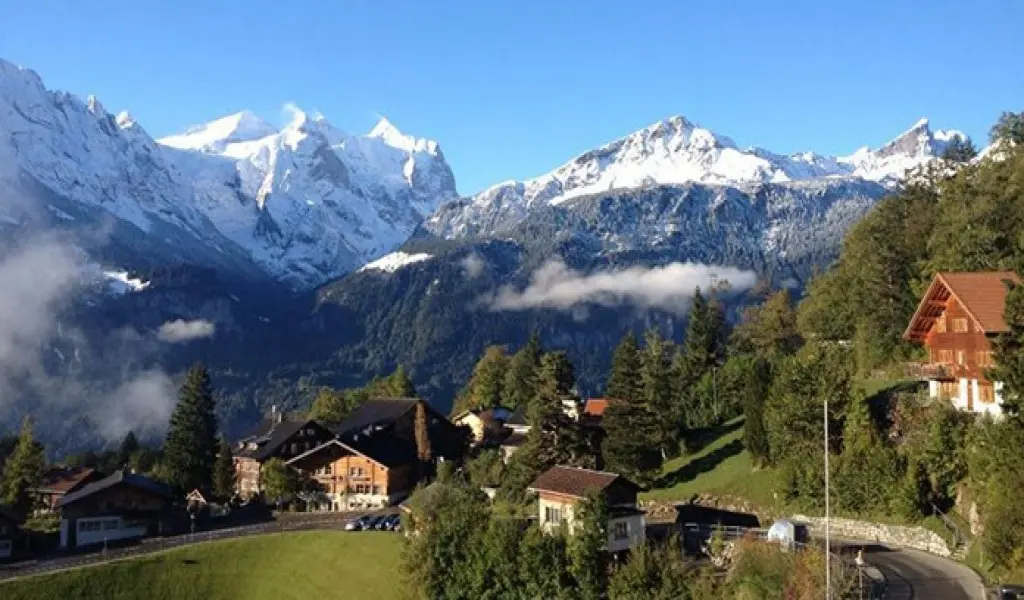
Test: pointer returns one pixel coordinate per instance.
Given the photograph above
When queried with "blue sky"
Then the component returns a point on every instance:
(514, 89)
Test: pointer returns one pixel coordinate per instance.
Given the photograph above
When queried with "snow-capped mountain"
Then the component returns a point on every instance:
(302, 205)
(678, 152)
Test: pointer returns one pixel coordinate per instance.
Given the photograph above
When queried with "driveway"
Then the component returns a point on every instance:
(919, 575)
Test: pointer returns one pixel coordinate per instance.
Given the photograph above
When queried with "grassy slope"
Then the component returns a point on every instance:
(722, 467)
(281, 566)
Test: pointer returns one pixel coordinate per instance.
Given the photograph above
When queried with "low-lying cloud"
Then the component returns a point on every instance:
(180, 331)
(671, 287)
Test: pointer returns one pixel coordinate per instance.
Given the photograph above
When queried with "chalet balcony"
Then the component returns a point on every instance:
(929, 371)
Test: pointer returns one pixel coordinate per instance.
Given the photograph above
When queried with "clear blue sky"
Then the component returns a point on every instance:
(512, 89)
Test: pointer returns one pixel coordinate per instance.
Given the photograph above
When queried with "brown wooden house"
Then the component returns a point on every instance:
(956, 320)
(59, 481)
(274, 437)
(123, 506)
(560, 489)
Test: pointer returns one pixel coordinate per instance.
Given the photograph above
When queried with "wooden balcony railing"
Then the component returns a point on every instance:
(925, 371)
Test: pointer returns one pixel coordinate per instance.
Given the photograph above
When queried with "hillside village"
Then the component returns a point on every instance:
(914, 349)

★ ★ ★ ★

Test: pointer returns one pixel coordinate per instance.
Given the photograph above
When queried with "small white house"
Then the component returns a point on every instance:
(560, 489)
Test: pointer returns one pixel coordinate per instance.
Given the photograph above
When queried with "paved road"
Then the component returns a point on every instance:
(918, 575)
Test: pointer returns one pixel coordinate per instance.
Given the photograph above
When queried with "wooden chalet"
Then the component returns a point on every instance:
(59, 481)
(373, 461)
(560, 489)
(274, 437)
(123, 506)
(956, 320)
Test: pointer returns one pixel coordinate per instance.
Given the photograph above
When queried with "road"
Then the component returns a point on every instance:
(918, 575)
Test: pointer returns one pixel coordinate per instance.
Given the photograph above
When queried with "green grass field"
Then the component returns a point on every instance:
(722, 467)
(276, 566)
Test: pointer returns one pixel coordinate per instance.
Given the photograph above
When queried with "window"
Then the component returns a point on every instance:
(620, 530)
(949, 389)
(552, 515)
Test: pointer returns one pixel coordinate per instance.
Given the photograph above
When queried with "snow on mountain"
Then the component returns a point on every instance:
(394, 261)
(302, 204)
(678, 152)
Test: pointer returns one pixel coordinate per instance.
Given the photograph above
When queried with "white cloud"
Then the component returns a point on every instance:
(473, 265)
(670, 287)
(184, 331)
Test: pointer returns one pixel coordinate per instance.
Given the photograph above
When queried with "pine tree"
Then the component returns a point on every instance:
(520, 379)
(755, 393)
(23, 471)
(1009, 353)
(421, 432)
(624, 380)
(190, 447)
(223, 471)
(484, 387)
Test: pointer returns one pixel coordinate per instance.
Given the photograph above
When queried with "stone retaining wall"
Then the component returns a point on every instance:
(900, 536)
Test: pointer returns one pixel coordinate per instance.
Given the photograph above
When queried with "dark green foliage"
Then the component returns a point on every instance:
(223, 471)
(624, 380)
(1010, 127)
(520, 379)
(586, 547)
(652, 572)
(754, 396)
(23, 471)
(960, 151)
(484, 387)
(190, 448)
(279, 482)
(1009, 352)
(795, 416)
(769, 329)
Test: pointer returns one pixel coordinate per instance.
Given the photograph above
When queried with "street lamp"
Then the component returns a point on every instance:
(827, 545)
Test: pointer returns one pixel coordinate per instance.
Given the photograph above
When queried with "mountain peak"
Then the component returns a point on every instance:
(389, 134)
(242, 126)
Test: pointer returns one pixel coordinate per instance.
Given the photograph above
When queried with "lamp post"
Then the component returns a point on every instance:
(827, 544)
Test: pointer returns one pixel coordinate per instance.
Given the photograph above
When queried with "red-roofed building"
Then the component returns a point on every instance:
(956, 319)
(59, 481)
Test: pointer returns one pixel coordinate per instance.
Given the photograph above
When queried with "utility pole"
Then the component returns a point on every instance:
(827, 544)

★ ★ ★ ★

- [EXERCISE PROMPT]: Please gather every line above that contains the string "road". Case counts.

- [EXPECTED ANSWER]:
When queried with "paved road"
When queried with "road"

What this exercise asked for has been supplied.